## Lignes fournies
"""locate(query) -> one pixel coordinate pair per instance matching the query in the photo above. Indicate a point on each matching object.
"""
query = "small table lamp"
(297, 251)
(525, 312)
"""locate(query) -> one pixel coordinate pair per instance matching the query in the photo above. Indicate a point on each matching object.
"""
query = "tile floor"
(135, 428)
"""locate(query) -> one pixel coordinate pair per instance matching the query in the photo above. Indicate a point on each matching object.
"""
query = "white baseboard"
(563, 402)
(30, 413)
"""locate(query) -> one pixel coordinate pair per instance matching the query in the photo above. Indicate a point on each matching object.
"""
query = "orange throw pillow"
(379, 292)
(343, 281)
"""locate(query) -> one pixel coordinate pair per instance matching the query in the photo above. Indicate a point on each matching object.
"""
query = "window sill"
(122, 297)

## Consigne
Reportez toutes les lignes ci-dessus dans un tableau Markdown à deux colonnes, « N° » pour le numéro d'ordre et « Ligne » pour le texte, sans les lignes vides.

## Résultat attendu
| N° | Ligne |
|---|---|
| 1 | """locate(query) -> one pixel coordinate pair per instance matching the query in the photo above. Indicate a point on each matching object. |
| 2 | """ |
| 3 | query = "small table lamp" |
| 4 | (297, 251) |
| 5 | (525, 312) |
| 6 | """locate(query) -> one pixel coordinate pair per instance matching the query in the photo above. Indicate a point on each matching object. |
| 7 | """ |
| 8 | query = "tile floor" |
| 9 | (135, 428) |
| 10 | """locate(query) -> one pixel coordinate pair per instance matching the query in the photo above. Indicate a point on each matching object. |
| 11 | """ |
| 12 | query = "white baseboard" |
| 13 | (563, 402) |
| 14 | (30, 413) |
| 15 | """locate(query) -> one pixel coordinate pair per instance matching the query in the photo above. Indicate a point on each matching object. |
| 16 | """ |
| 17 | query = "orange throw pillow" |
| 18 | (379, 292) |
| 19 | (343, 281) |
| 20 | """locate(query) -> one pixel coordinate pair per instance matching the query in the photo above. Indicate a point on each matching object. |
| 21 | """ |
| 22 | query = "window sill" |
| 23 | (122, 297) |